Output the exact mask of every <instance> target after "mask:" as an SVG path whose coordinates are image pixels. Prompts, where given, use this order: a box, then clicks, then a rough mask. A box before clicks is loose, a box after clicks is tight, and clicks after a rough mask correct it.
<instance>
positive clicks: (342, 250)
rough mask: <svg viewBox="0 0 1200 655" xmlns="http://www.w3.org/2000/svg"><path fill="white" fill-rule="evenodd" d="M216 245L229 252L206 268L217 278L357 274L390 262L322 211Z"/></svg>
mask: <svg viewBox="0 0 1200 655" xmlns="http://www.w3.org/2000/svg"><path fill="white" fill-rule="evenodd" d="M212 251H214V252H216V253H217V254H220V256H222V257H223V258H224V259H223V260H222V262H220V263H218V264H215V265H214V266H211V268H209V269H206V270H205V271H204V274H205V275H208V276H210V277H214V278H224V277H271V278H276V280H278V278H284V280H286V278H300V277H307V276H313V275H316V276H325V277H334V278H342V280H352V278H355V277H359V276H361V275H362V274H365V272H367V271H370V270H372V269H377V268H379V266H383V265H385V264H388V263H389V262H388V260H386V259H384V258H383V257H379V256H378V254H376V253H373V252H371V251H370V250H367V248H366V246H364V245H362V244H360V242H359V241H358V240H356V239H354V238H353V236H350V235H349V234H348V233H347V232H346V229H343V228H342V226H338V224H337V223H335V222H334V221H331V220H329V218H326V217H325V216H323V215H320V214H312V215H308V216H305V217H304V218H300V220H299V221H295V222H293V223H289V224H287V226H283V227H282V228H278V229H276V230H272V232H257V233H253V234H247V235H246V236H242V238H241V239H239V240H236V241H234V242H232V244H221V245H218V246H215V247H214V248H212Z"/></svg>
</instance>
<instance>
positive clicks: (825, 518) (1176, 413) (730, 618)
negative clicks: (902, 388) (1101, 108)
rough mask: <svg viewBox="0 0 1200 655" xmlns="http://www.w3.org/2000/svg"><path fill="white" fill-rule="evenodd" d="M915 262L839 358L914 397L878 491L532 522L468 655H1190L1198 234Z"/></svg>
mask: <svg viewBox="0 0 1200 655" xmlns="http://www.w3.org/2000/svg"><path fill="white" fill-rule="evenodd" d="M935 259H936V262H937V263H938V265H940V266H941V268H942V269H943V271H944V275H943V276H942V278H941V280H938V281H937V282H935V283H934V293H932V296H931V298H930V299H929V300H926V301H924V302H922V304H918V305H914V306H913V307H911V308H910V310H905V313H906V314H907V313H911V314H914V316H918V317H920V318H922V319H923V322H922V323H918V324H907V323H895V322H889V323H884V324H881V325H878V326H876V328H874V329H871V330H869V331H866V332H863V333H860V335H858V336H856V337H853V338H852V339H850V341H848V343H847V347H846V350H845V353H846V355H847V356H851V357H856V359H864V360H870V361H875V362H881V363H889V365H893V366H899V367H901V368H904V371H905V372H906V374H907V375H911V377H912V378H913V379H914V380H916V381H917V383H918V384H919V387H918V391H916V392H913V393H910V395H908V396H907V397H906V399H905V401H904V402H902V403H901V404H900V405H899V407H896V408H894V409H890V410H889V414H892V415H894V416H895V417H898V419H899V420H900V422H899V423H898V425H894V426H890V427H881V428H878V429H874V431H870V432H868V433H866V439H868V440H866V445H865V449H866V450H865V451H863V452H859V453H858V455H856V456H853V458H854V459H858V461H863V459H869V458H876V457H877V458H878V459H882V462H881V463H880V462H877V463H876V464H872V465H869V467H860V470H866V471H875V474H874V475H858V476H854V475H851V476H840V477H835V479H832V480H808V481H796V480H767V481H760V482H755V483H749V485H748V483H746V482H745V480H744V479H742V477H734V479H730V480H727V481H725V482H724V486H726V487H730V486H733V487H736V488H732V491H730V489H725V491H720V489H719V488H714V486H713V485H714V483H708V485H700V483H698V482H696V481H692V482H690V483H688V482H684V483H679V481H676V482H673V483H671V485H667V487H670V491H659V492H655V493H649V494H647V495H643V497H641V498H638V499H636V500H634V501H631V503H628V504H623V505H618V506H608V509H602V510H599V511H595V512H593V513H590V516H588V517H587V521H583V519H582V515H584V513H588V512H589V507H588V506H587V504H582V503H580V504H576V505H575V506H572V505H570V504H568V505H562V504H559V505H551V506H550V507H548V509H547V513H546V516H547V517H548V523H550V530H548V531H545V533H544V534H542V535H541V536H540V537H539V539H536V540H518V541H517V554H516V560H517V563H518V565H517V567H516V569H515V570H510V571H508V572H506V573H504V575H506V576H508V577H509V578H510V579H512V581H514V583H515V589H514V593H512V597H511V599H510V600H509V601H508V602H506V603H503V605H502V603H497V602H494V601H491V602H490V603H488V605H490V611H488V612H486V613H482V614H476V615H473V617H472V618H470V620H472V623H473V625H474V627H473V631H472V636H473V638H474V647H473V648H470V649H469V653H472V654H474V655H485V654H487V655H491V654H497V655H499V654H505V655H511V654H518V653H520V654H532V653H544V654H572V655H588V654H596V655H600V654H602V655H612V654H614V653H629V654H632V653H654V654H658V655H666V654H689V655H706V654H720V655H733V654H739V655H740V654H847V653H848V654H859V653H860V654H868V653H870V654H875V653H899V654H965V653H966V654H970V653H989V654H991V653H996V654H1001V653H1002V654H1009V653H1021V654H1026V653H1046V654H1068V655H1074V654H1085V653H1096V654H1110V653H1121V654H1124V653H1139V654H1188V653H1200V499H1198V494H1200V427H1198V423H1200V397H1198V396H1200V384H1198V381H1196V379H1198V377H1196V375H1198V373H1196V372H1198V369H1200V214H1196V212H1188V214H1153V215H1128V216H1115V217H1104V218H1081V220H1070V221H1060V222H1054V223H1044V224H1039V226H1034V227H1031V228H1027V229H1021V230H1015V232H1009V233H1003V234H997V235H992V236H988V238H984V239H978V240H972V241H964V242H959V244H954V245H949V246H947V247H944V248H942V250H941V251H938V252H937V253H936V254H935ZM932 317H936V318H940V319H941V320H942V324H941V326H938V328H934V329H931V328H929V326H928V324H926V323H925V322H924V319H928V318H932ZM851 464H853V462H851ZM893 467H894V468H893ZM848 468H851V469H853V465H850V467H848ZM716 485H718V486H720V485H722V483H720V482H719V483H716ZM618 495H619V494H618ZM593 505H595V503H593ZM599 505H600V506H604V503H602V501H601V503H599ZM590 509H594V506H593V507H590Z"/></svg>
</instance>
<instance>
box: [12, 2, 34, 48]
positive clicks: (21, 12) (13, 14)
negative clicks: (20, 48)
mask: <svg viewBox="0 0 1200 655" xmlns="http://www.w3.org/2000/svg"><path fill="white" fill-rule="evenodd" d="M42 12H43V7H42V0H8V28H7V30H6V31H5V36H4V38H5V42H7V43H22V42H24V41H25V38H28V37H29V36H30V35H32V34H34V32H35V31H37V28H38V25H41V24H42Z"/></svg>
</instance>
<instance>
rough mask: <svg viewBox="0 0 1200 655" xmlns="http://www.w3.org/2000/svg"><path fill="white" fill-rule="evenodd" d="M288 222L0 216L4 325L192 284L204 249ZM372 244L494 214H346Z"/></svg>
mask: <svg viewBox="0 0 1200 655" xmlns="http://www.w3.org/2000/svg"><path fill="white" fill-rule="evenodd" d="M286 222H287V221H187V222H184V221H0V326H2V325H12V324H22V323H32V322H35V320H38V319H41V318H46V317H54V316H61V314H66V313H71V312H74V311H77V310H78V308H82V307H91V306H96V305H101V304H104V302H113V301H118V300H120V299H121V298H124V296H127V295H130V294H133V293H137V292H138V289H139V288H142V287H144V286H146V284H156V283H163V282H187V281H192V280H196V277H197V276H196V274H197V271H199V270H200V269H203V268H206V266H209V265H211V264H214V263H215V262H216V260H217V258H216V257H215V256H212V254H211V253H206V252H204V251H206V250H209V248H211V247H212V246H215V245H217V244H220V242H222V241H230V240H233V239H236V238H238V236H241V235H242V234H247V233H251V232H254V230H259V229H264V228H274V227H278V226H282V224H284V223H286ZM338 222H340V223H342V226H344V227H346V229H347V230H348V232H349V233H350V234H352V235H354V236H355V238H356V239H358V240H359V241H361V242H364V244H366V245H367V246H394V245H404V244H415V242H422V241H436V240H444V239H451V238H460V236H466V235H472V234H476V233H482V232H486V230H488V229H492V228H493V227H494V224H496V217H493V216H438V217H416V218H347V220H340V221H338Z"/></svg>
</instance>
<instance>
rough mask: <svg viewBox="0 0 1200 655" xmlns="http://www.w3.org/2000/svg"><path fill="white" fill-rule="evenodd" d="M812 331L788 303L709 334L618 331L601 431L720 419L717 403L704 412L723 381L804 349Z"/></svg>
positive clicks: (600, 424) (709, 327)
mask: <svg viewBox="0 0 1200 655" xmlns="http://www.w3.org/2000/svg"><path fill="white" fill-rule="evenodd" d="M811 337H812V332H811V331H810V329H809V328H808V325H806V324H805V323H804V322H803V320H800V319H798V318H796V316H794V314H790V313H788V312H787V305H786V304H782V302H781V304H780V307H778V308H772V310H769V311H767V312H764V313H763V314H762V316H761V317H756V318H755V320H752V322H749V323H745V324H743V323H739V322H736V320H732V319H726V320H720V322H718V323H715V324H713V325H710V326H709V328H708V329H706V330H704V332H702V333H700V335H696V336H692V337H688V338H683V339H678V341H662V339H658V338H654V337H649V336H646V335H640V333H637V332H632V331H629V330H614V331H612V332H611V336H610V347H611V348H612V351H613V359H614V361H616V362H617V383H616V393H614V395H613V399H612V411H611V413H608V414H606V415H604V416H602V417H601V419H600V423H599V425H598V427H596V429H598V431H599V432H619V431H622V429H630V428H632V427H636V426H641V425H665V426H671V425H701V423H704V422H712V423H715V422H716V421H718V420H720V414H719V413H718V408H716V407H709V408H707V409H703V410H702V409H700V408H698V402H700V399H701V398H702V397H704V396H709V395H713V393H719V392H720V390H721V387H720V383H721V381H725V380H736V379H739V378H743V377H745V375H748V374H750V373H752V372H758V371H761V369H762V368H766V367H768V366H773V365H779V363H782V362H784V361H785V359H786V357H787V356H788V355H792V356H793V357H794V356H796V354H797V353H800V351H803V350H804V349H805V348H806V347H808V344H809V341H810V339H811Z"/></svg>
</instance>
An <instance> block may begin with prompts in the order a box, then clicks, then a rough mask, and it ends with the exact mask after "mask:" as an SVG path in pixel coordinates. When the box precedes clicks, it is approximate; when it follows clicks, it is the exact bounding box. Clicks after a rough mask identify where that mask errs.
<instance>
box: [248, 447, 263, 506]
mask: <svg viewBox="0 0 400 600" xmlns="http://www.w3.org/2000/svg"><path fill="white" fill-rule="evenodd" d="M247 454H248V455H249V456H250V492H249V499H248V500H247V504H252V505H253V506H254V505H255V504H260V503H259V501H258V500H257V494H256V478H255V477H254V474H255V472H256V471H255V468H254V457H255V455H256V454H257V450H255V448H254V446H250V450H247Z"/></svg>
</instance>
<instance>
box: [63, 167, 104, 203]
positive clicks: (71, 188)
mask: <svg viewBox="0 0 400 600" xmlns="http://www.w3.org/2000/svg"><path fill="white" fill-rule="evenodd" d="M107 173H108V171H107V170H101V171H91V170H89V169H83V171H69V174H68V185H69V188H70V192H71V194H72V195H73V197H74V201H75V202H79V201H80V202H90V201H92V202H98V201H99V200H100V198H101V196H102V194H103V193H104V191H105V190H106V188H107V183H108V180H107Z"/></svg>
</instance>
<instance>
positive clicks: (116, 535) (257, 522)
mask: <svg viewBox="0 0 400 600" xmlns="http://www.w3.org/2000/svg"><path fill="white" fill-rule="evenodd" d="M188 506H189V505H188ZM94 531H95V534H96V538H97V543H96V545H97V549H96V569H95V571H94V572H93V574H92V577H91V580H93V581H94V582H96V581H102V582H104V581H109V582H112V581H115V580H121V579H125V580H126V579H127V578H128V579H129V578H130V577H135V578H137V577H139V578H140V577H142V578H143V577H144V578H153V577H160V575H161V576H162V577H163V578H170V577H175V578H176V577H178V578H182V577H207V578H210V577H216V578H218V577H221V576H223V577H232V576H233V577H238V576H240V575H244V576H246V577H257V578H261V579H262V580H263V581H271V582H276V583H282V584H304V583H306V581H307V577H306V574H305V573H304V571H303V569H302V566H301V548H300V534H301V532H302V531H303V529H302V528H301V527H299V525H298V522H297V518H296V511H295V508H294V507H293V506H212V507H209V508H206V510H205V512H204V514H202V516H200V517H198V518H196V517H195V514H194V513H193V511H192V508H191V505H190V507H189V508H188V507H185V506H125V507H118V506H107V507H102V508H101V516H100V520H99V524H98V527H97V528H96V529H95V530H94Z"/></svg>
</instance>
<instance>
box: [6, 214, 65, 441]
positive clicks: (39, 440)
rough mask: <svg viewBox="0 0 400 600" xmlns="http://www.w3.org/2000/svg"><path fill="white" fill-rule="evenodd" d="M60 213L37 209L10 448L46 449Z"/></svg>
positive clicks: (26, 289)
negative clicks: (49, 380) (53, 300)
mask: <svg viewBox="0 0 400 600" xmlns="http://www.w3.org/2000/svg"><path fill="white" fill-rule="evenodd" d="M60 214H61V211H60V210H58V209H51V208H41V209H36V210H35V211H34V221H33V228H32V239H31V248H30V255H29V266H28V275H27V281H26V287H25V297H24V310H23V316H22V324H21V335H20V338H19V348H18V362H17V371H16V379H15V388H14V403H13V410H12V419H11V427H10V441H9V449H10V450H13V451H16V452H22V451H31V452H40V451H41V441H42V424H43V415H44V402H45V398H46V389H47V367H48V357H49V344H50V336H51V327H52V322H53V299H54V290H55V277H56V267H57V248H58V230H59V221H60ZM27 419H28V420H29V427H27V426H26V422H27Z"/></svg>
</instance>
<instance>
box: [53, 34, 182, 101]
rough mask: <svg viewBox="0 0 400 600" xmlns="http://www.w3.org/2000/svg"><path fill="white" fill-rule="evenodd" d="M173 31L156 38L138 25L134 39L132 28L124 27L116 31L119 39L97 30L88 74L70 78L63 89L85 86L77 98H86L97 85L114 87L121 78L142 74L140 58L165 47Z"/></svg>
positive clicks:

────────

Output, exactly and with no other text, the line that contains "negative clicks: (49, 380) (53, 300)" and all lines from there to the end of the records.

negative clicks: (49, 380) (53, 300)
mask: <svg viewBox="0 0 400 600" xmlns="http://www.w3.org/2000/svg"><path fill="white" fill-rule="evenodd" d="M60 214H61V211H60V210H58V209H51V208H41V209H36V210H35V211H34V221H33V228H32V239H31V248H30V255H29V266H28V275H27V281H26V287H25V297H24V310H23V316H22V324H21V335H20V338H19V348H18V362H17V371H16V379H15V388H14V403H13V410H12V419H11V427H10V441H9V449H10V450H13V451H16V452H22V451H31V452H40V451H41V441H42V424H43V415H44V402H45V398H46V389H47V367H48V357H49V344H50V336H51V327H52V322H53V299H54V290H55V277H56V267H57V248H58V230H59V221H60ZM27 419H28V420H29V427H27V426H26V422H27Z"/></svg>
</instance>
<instance>
box: [53, 34, 182, 101]
rough mask: <svg viewBox="0 0 400 600" xmlns="http://www.w3.org/2000/svg"><path fill="white" fill-rule="evenodd" d="M173 31L156 38L138 25L134 39L132 28L124 27L116 31L119 39L97 30L88 74L70 78L63 89L85 86L77 98H86L97 85L114 87L121 78L142 74L140 58L165 47Z"/></svg>
positive clicks:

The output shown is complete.